(REQUIREMENTS)
Reproduce, word for word, the stretch of the A2Perf benchmark page from "A2Perf: Real-World Autonomous" through "considerations in mind.".

(SOURCE TEXT)
• • • •

A2Perf: Real-World Autonomous Agents Benchmark

Published: 2024 | Reading time: 8 min | Research Project

Status: In submission at AAMAS 2026 Conference

A2Perf is a comprehensive benchmarking suite designed to bridge the gap between algorithms research and real-world applications for autonomous agents. This work addresses the critical need for benchmarks that incorporate practical metrics beyond raw task performance, enabling researchers to develop algorithms with real-world deployment considerations in mind.

Authors and Affiliations:

Ikechukwu Uchendu - Google DeepMind & Harvard University
Jason Jabbour - Harvard University
Korneel Van den Berghe - Delft University of Technology
Joel Runevic - Harvard University
Matthew Stewart - Harvard University
Jeffrey Ma - Harvard University
Srivatsan Krishnan - Harvard University
Izzeddin Gur - Google DeepMind
Austin Huang - Google DeepMind
Colton Bishop - Google DeepMind
Paige Bailey - Google DeepMind
Wenjie Jiang - Google DeepMind
Ebrahim M. Songhori - Google DeepMind
Sergio Guadarrama - Google DeepMind
Jie Tan - Google DeepMind
Jordan K. Terry - Farama Foundation
Aleksandra Faust - Google DeepMind
Vijay Janapa Reddi - Google DeepMind & Harvard University

Project Overview

Autonomous agents observe their environment, make decisions, and perform tasks with minimal human interference. While these agents have been successfully evaluated across a wide range of application domains, developing algorithms for autonomous agents that can be deployed in real-world scenarios presents significant challenges.

These challenges include dealing with high-dimensional state and action spaces, partial observability, non-stationarity, sparse rewards, and the need for safety constraints. Furthermore, real-world environments often have multiple objectives, require sample efficiency, and necessitate robust and explainable decision-making.

Key Contributions

A2Perf introduces several key innovations in benchmarking autonomous agents:

Unified Evaluation Framework: Combines critical metrics spanning data cost, system resources, reliability, and generalization
Real-World Domains: Three challenging domains with demonstrated real-world applicability
Novel Data Cost Metric: Enables fair comparisons between different learning paradigms
Open-Source Implementation: Extensible framework that facilitates reproducible evaluation

Three Real-World Domains

A2Perf incorporates three challenging domains that closely mirror scenarios demonstrated in the real world:

Figure 1: The three domains included in A2Perf: computer chip floorplanning for optimizing integrated circuit layouts, web navigation for automated form filling and website interaction, and quadruped locomotion for robotic control.

1. Computer Chip Floorplanning

This domain was used to help create an iteration of Google's Tensor Processing Unit, where the agent optimizes the layout of chip components. The computer chip-floorplanning domain exhibits a small Sim2Real gap, making it highly relevant for real-world applications in semiconductor design.

2. Web Navigation

Agents autonomously navigate and interact with websites in a Google Chrome browser, making it identical to real-world web navigation. This domain includes form-filling and website interaction tasks that are commonly performed in industrial and consumer contexts.

• • • •

(DATASET ROWS)
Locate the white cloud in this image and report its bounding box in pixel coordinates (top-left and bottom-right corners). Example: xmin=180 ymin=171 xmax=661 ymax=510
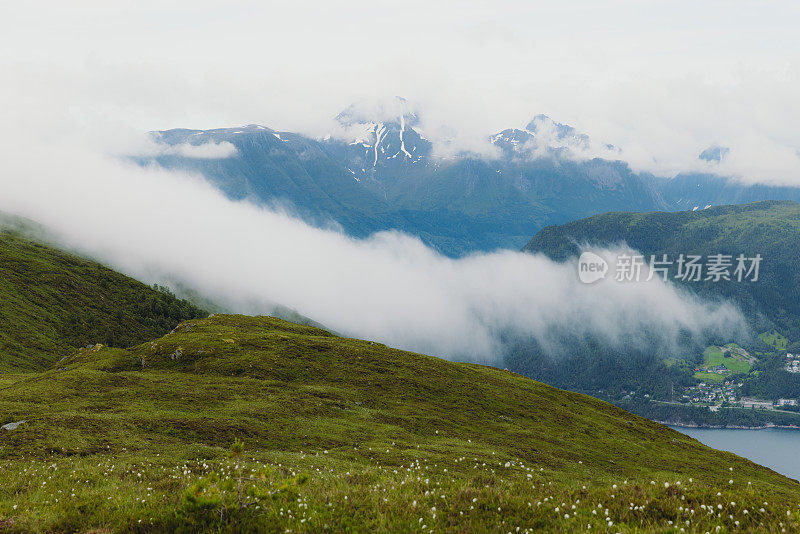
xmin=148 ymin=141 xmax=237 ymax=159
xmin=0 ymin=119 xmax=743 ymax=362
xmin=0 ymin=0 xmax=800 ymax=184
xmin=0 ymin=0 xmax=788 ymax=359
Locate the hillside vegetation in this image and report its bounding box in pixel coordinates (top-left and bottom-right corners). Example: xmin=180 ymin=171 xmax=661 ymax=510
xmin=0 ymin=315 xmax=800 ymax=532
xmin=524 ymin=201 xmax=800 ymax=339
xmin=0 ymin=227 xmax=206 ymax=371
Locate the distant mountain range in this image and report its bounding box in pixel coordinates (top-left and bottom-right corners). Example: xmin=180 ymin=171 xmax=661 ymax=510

• • • •

(FINAL RESULT)
A2Perf: Real-World Autonomous Agents Benchmark

Published: 2024 | Reading time: 8 min | Research Project

Status: In submission at AAMAS 2026 Conference

A2Perf is a comprehensive benchmarking suite designed to bridge the gap between algorithms research and real-world applications for autonomous agents. This work addresses the critical need for benchmarks that incorporate practical metrics beyond raw task performance, enabling researchers to develop algorithms with real-world deployment considerations in mind.